# Extract provided start

This is an ongoing experiment for me, and I think it helps to narrow down the things that can be tweaked to help me do more behaviors that lead to friendship (I’m a big fan of looking at all this through a behavioral lens). This is an extension of two other posts: Changing by degrees (behavioral tweaks rather than an overhaul), and Diagram of an event.
Here’s the event diagram for reference. This post will discuss the post-mortem step.

Post-mortem obviously refers to “after death” but is also used in the business world to indicate an after-event review to discuss what went well and what failed to work. I think it’s worth the energy when trying to focus on making and keeping friends to go through and create a post-mortem after social events to try and figure out what needs to be tweaked and what you can do for yourself to support your goals.
How to do a post-mortem
I recommend either writing this in a journal, or using a computer to save your post-mortems for review later. Just this week, I was having trouble signing up for another of the same event I previously enjoyed (Step 1: initiation) and was surprised how positive my post-mortem was.
To do a post-mortem, I copied all the steps in the stages of an event image above into a table and then recorded my impressions of each stage and what went well/what didn’t go well. I had already done a few and had decided that my goal in going to this new event with all new people was to manage my stress/social anxiety levels throughout the night to see if it made the event more enjoyable (spoiler: it did).
I also added a few rows in the table for my friendship goals that I have also created (I’ll delve into this in a later post).
Here is my sample postmortem from that evening (tweaked because I was a little more honest in it than I am comfortable sharing, but you will get the gist).
Game night post-mortem
The main goal in attending this event was to remain in an open state to be able to be friendly and to receive other’s friendliness and to be able to work within the social mores of the event. In order to do this, I needed to perform a series of planning, emotional regulation actions, and social interactions.

# Extract provided end
# Data supplied start

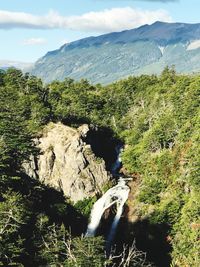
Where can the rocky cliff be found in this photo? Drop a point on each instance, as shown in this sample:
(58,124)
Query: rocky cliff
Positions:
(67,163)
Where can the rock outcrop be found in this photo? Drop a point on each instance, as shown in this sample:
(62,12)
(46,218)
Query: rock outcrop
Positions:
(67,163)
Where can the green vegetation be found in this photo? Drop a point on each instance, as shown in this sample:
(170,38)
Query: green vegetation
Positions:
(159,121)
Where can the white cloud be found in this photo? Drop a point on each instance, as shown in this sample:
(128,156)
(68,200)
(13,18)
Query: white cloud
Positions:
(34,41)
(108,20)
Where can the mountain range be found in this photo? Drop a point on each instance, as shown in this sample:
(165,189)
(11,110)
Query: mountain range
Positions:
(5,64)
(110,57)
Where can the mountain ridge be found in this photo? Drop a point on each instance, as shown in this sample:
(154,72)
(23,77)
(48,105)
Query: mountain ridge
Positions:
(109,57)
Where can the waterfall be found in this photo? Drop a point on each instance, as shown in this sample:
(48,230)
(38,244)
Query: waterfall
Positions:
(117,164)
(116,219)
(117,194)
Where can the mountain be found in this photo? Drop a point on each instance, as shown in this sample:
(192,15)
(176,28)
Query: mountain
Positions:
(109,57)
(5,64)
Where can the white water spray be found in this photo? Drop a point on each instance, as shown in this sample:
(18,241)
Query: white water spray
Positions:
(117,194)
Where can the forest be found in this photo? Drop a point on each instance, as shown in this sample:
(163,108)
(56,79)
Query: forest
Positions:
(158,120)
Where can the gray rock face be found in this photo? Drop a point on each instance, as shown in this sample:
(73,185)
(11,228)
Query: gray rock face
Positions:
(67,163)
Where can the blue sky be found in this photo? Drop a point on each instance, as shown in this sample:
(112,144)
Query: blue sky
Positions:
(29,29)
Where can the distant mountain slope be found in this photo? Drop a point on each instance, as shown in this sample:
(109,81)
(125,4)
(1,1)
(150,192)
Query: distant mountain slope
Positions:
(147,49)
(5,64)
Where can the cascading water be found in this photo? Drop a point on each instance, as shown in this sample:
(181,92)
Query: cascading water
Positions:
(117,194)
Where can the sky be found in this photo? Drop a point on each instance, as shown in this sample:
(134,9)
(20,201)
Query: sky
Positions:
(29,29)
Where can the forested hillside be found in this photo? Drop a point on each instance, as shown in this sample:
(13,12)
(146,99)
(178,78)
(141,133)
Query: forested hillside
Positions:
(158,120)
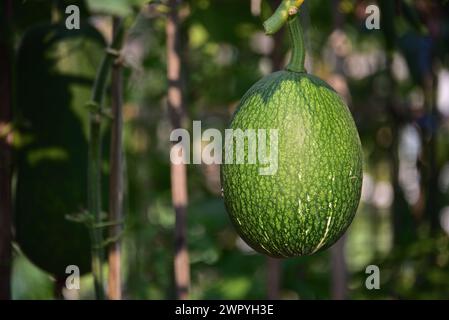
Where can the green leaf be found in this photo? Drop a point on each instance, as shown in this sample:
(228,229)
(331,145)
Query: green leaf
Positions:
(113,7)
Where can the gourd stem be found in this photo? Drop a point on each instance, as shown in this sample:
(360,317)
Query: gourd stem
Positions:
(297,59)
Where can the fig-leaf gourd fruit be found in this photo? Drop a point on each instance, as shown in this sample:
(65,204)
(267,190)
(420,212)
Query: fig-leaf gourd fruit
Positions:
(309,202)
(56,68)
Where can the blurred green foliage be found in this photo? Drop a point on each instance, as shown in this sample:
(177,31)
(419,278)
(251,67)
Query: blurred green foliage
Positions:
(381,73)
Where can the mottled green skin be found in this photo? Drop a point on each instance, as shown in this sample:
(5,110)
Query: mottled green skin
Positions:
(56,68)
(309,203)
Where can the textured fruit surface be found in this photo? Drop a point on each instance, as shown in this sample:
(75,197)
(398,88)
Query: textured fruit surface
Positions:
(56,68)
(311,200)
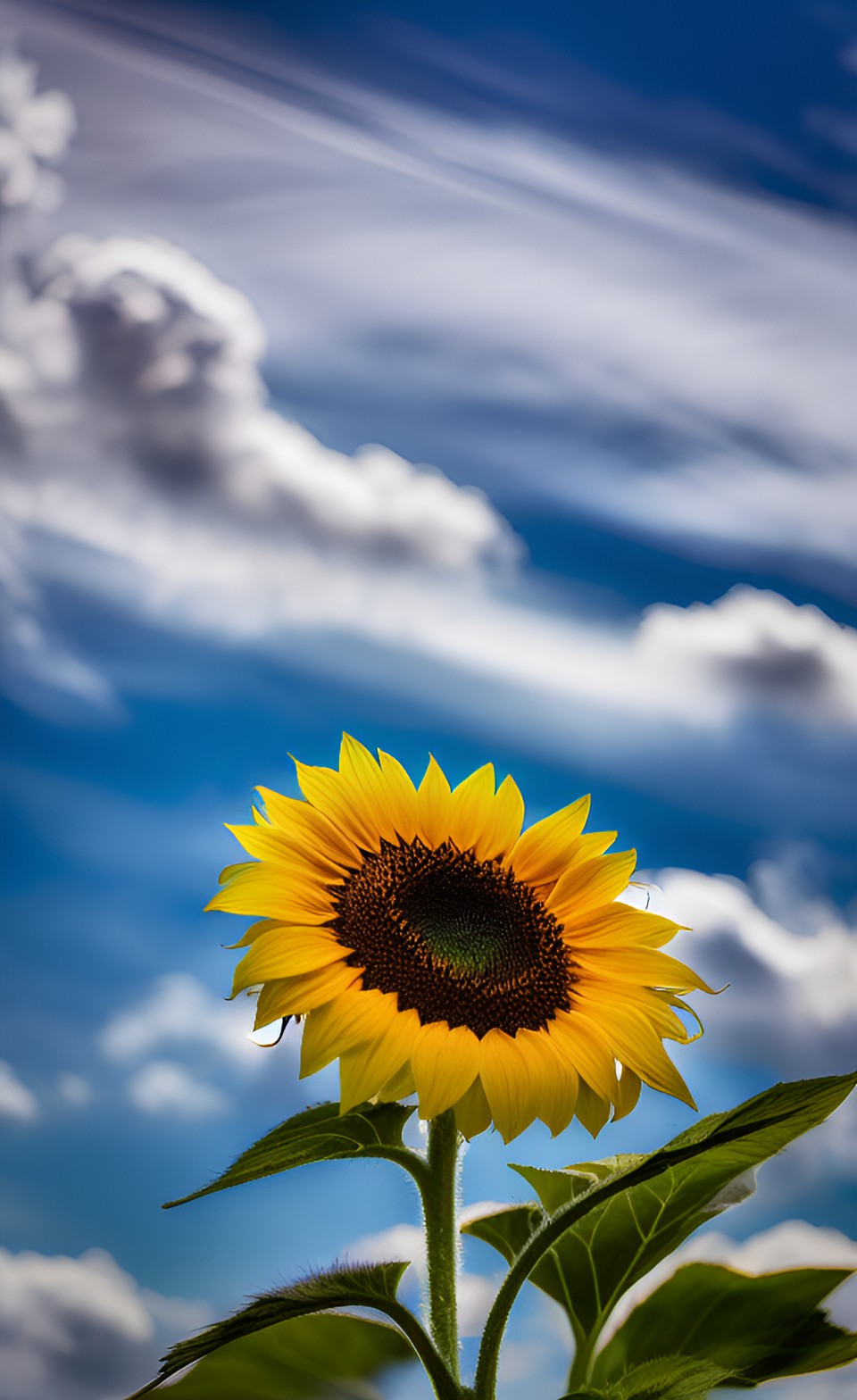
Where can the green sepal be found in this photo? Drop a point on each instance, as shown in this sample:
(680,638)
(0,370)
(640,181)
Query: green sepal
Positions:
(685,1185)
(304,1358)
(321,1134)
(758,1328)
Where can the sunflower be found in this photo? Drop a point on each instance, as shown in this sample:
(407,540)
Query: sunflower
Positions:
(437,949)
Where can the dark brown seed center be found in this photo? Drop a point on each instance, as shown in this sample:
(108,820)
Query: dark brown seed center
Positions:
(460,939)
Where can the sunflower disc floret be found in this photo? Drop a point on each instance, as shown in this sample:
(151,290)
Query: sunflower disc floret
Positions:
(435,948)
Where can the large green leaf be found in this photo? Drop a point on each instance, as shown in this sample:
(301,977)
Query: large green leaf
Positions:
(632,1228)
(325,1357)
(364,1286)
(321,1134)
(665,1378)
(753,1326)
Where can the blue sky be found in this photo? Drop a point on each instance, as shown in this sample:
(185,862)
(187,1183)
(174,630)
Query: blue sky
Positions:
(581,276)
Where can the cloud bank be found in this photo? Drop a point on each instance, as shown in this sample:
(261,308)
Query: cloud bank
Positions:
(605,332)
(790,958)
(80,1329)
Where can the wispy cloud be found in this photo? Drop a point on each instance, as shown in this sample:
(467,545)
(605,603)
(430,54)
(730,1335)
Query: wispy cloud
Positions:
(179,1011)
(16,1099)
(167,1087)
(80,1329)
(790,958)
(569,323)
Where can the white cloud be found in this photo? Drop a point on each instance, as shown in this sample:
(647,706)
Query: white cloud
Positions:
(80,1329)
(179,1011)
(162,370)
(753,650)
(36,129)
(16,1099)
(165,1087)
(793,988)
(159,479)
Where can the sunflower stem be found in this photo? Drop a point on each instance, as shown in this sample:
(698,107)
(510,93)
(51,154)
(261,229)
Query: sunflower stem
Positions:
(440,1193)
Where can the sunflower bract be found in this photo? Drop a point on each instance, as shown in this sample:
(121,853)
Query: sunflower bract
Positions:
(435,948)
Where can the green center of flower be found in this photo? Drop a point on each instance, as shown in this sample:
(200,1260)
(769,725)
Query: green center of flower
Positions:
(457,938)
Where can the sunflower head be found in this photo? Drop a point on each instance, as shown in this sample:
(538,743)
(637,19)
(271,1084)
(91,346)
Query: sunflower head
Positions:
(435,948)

# Data supplied end

- **Work instructions**: Please quote the stretch of the post on event post-mortems from "This is an ongoing" through "of an event.". The items stand apart from the post on event post-mortems.

- **Expected answer**:
This is an ongoing experiment for me, and I think it helps to narrow down the things that can be tweaked to help me do more behaviors that lead to friendship (I’m a big fan of looking at all this through a behavioral lens). This is an extension of two other posts: Changing by degrees (behavioral tweaks rather than an overhaul), and Diagram of an event.